* **Directions**
An exact transcription is needed, starting with the line that contains "nostril for real-time telestration." and ending with the last line of the records.

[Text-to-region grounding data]
---+---

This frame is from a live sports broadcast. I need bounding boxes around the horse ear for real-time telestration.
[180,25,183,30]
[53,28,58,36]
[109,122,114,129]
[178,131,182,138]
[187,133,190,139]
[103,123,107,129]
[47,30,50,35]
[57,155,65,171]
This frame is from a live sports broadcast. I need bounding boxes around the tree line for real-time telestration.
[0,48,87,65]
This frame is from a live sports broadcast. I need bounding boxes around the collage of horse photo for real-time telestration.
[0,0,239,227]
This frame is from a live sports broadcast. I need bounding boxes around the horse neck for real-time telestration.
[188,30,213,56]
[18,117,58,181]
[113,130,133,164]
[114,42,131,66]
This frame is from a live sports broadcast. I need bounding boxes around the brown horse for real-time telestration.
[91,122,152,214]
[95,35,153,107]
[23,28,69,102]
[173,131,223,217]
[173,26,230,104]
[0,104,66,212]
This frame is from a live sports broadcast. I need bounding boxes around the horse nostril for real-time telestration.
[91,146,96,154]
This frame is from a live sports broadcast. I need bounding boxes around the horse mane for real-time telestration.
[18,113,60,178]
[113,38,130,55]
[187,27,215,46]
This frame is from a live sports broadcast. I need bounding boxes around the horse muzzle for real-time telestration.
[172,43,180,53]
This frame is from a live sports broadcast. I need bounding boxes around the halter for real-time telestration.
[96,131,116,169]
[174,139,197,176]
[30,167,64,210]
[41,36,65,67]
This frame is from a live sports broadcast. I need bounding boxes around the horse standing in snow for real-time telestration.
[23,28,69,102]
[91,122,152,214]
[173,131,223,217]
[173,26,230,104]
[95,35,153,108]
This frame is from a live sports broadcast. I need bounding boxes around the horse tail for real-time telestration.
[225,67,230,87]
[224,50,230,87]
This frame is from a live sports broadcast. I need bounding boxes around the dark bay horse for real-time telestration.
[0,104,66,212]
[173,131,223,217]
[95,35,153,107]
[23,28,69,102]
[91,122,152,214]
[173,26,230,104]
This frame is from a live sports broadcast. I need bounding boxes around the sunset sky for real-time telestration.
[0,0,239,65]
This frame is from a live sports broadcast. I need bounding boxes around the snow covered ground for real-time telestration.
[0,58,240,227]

---+---

* **The answer**
This frame is from a live sports broadcast. I need bounding boxes around the horse nostril for real-time telestration.
[91,146,96,154]
This frame is from a live sports broadcast. I need bounding boxes around the horse mane for real-time telestration.
[18,113,60,178]
[113,38,130,55]
[187,27,215,46]
This frame is from a live sports broadcast. I need bounding boxes around the horse muzzle for real-time telestration.
[172,43,180,53]
This frame is from a live sports broadcast. I need bounding boxes around the halter for real-time telestration.
[96,131,116,169]
[174,139,197,176]
[30,167,64,210]
[41,36,65,67]
This frame is from a live sports broadcast. I need bounding boxes around the horse standing in snow for real-time telestration.
[23,28,69,102]
[91,122,152,214]
[173,131,223,217]
[173,26,230,104]
[95,35,153,108]
This frame is from a live sports broadcast. I need bounding boxes around the horse tail for real-time telestration.
[225,67,230,87]
[224,50,230,87]
This frame is from a live sports broadcast. I need bounding boxes around the dark bay horse for real-time telestration.
[0,104,66,212]
[173,131,223,217]
[95,35,153,107]
[23,28,69,102]
[91,122,152,214]
[173,26,230,104]
This frame is from a live sports broadcast. I need bounding boxes around the sunset sky for real-time telestration.
[0,0,239,65]
This frame is from a live sports broadcast. I need bounding boxes around the snow covered ground for real-time telestration.
[0,58,240,227]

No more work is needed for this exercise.